Texte source:
*-*-*

Droit social: les règles du transfert d'entreprise en application des dispositions de l'article L1224-1 du Code du travail

Le 24 Juin 2024

A l’approche d’un projet d’acquisition ou de cession d’entreprise, au sein de laquelle sont employés des collaborateurs, tout dirigeant s’est nécessairement posé un certain nombre de questions au sujet du sort de ses salariés et de leurs droits dans l’opération.

Par Hervé Benchétrit, Avocat Associé, et Valérie Batifois, Avocate en droit du travail.
CUsai de Pixabay

Pour rappel, l’article L 1224-1 du code du travail prévoit que « Lorsque survient une modification dans la situation juridique de l'employeur, notamment par succession, vente, fusion, transformation du fonds, mise en société de l'entreprise, tous les contrats de travail en cours au jour de la modification subsistent entre le nouvel employeur et le personnel de l'entreprise ».
Nous avons réuni sous forme d’un entretien de type questions/réponses, les interrogations pratiques qui reviennent le plus couramment et qui méritent un éclairage, ou une mise à niveau des plus avertis.

Q : Le transfert des contrats de travail est-il obligatoire pour les deux entreprises concernées ?
R : Oui.
Le transfert des contrats de travail s’opère de manière automatique. Tout accord conclu entre le cédant et le cessionnaire visant à éluder les effets impératifs de l’article L 1224-1 du code du travail est nul et sans effet.

Q : Le repreneur de l’activité peut-il refuser la reprise des salariés affectés à cette activité ?
R : Non.
Le repreneur est obligé de reprendre le personnel.
Les salariés peuvent saisir le conseil de prud’hommes qui peut imposer le transfert du contrat de travail. Le salarié peut aussi prendre acte de la rupture de son contrat de travail aux torts de l’employeur ou saisir le juge prud’homal d’une demande de résiliation judiciaire de son contrat.

Q : Un salarié peut-il refuser le transfert ?
R : Non
. Le salarié ne peut pas s’opposer au transfert de son contrat de travail. Il ne peut exiger de l’employeur initial qu’il prononce son licenciement.

Q : Le salarié peut-il démissionner ou signer une rupture conventionnelle ?
R : Oui,
si son consentement n’est pas vicié.

Q : Que se passe-t-il si le salarié refuse de poursuivre le travail pour le nouvel employeur ?
R :
Il commet une faute qui peut justifier son licenciement par le nouvel employeur après le transfert de l’entreprise.
En revanche, le salarié qui refuse le transfert ne peut pas être licencié par son employeur initial, un tel licenciement serait sans effet, le salarié pouvant obtenir des indemnités de rupture et des dommages et intérêts.

Q : Quels sont les salariés concernés par le transfert ?
R : Les salariés dont les contrats sont en cours au moment du transfert. Il n’y a pas lieu de distinguer selon la nature du contrat de travail : CDI, CDD, contrats d’apprentissage, les salariés dont le contrat est suspendu et même les salariés en cours de préavis.

*-*-*

Données fournies:
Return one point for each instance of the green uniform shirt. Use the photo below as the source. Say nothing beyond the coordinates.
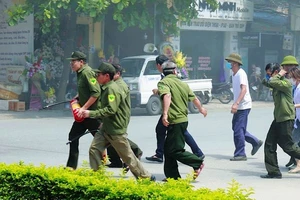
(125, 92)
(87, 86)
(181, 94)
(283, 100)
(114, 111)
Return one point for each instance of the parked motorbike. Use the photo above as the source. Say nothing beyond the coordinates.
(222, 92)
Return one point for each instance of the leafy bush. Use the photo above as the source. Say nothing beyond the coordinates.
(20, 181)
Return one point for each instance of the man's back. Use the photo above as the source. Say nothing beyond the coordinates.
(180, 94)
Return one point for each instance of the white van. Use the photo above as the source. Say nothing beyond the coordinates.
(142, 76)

*-*-*

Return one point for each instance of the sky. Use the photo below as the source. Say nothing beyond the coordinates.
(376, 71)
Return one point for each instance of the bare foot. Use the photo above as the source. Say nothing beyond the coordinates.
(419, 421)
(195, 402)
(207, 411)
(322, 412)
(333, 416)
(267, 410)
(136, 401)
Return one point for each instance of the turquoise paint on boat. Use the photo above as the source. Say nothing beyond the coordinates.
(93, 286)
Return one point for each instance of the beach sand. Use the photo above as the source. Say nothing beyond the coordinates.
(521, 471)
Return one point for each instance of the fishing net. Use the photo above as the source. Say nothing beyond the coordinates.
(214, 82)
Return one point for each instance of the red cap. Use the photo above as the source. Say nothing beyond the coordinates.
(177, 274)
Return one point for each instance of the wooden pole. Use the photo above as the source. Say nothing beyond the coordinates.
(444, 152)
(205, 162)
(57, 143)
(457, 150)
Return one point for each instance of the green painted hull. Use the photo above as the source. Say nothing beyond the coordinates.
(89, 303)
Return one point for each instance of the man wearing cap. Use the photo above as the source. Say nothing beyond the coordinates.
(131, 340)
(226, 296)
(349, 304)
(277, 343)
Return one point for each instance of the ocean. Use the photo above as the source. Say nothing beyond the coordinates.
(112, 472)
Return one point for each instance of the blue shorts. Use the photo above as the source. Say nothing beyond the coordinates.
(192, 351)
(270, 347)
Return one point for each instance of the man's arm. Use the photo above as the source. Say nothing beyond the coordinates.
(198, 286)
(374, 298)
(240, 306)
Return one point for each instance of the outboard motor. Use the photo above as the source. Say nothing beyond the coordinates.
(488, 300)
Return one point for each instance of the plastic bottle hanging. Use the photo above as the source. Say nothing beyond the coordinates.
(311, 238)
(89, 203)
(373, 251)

*-*-*

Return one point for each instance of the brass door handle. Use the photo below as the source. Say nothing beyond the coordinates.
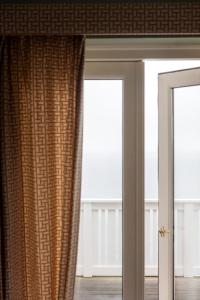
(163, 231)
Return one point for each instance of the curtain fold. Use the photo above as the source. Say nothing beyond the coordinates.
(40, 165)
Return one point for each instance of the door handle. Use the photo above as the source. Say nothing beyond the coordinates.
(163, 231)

*-*-*

Ce qui est attendu:
Prolongez le texte sur le transfert des contrats de travail à partir de sa dernière phrase. La liste ne joue aucun rôle ici.

Résultat produit:
Q : Est-il possible de licencier avant le transfert ?
R : Oui.
L’employeur peut procéder à des licenciements avant le transfert, à condition que ces licenciements n’aient pas pour objet ou pour effet de faire échec au transfert des contrats.
Si le licenciement est valable, le contrat prend fin normalement.
S’il apparait que le motif invoqué est un prétexte pour éluder les dispositions de l’article L 1224 1 du Code du travail par un accord frauduleux entre le cédant et le cessionnaire, le licenciement sera privé d’effet.
Le salarié peut alors demander à son choix soit la poursuite de son contrat soit la réparation du préjudice résultant du licenciement.

Q : Qui doit assurer le paiement des sommes dues aux salariés à la date du transfert ?
R : Les dettes salariales de l’employeur initial sont transférées au nouvel employeur.
Ce dernier doit donc prévoir cette charge dans l’acte de cession.
En cas de litige, le salarié peut agir indifféremment à l’encontre des deux employeurs successifs sauf si le transfert intervient à l’occasion d’une procédure collective.

Q : Quel est l’effet du transfert sur les contrats de travail ?
R : La loi prévoit la poursuite des contrats de travail. Le nouvel employeur est tenu de reprendre l’ensemble des éléments du contrat de travail : rémunération, qualification, clause de mobilité ou de non-concurrence.
En outre, le nouvel employeur est tenu de respecter les droits acquis par les salariés dont le contrat de travail est transféré, notamment : salaire, ancienneté, congés payés.

Q : Le contrat de travail peut-il être modifié à l’occasion du transfert ?
R : Oui
si le régime classique de la modification de travail s’applique.
Le salarié ne peut donc pas être licencié pour ce refus.

Q : Est-il possible de proposer un nouveau contrat de travail aux salariés transférés ?
R : Oui
si le salarié l’accepte.

Q : Le repreneur peut-il licencier le salarié transféré ?
R : Oui
si le motif du licenciement n’est pas lié au transfert du contrat de travail.

Q : Les salariés transférés peuvent-ils demander à bénéficier des usages et engagements unilatéraux en vigueur dans l’entreprise précédente ?
R : Oui.
Les usages et les engagements unilatéraux sont transférés avec les contrats de travail et sont opposables au nouvel employeur même lorsque la cession intervient dans le cadre d’une procédure de redressement judiciaire et qu’ils ne sont pas visés dans l’offre de reprise.
Le nouvel employeur qui ne souhaite pas continuer à appliquer les usages en vigueur dans l’ancienne entreprise doit procéder à leur dénonciation.

Q : Quels salariés peuvent se prévaloir des usages maintenus ?
R :
Uniquement les salariés dont le contrat de travail était en cours à la date du transfert.
Les salariés embauchés après le transfert ne peuvent se prévaloir d’un usage transféré à l’occasion d’un transfert d’entreprise.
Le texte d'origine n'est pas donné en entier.